- **Instructions for the task**:
Copy out every line of the listing below word for word, leaving out the pictures.

[START Records to process]

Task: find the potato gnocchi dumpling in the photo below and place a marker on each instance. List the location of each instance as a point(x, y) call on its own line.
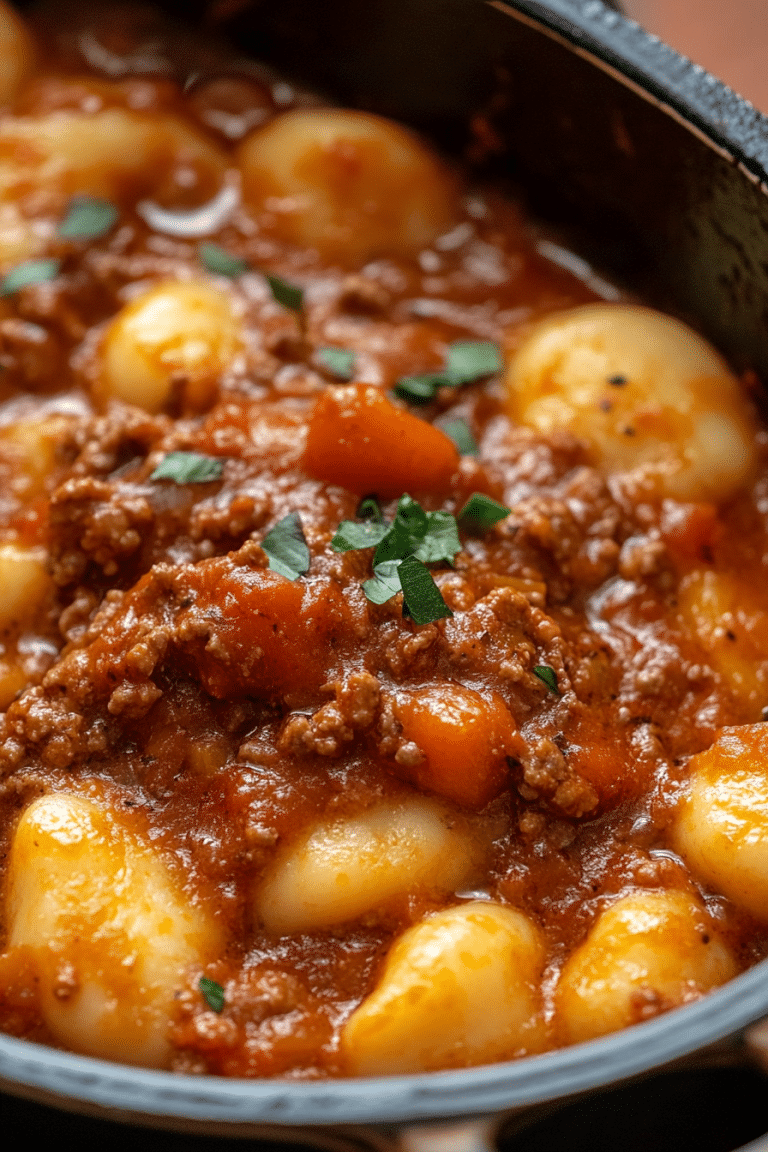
point(646, 393)
point(179, 335)
point(730, 623)
point(461, 987)
point(24, 582)
point(109, 932)
point(648, 952)
point(722, 827)
point(350, 184)
point(359, 864)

[END Records to process]

- **Answer in full**:
Task: find the potato gnocchi dumpling in the photo below and place a marker on each instance. List the location of each instance as a point(x, y) call on its own line.
point(646, 393)
point(179, 335)
point(730, 623)
point(461, 987)
point(24, 582)
point(109, 932)
point(648, 952)
point(722, 827)
point(350, 184)
point(359, 864)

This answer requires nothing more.